• _ASSIGNMENT_
Since only part of the material is needed, please repeat exactly the line that includes "INSTRUCTION = locate a point on each instance of the tan" and every line after it, up to the last.

• _EXERCISE DATA_
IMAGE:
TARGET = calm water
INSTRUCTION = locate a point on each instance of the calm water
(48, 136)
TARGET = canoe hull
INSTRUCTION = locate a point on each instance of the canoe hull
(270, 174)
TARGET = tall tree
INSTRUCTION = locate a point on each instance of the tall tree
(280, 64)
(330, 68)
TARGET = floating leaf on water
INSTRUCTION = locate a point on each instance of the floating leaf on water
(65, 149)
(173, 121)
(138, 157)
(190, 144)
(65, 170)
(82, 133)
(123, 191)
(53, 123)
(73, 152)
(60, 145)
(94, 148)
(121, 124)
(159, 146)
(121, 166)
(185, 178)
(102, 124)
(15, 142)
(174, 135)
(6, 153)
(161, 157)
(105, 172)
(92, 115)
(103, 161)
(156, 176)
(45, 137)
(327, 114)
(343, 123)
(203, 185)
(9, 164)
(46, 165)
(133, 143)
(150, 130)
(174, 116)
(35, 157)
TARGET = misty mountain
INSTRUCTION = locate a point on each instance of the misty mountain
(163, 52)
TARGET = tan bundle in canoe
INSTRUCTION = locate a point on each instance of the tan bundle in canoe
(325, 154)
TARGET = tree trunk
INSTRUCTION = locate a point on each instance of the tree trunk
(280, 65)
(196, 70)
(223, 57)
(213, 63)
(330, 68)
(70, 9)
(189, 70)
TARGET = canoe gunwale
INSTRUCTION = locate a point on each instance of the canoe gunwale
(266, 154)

• _SOLUTION TO THIS PROBLEM_
INSTRUCTION = locate a point on each instance of the tan bundle in canoe
(325, 154)
TARGET = tree trunk
INSTRUCTION = locate a point on each instance of the tree trunk
(280, 65)
(196, 70)
(223, 57)
(213, 63)
(330, 68)
(70, 9)
(189, 70)
TARGET = canoe gunwale
INSTRUCTION = locate a point on each instance of the canoe gunwale
(266, 154)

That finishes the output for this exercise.